--- Data shown ---
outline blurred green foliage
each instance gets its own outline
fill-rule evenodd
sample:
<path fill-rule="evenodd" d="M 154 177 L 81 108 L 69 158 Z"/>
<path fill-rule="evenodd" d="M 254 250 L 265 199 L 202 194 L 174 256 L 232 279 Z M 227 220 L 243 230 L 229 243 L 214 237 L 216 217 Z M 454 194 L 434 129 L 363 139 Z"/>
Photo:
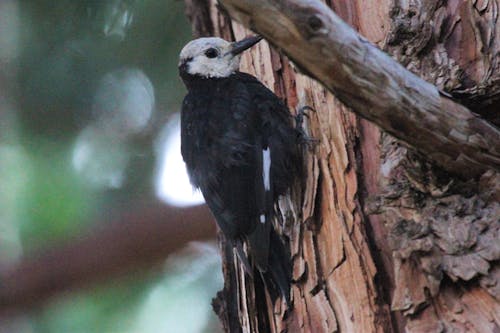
---
▶ _Task directions_:
Give back every record precisely as it stands, without the images.

▶ _Exercise answer_:
outline blurred green foliage
each instance gets its own outline
fill-rule evenodd
sample:
<path fill-rule="evenodd" d="M 154 177 L 81 108 L 69 158 Z"/>
<path fill-rule="evenodd" d="M 254 250 L 265 199 L 202 194 L 174 256 L 232 279 Z M 227 220 L 243 230 L 229 243 L 214 237 L 216 217 Z M 454 194 L 434 129 L 363 139 Z"/>
Photo:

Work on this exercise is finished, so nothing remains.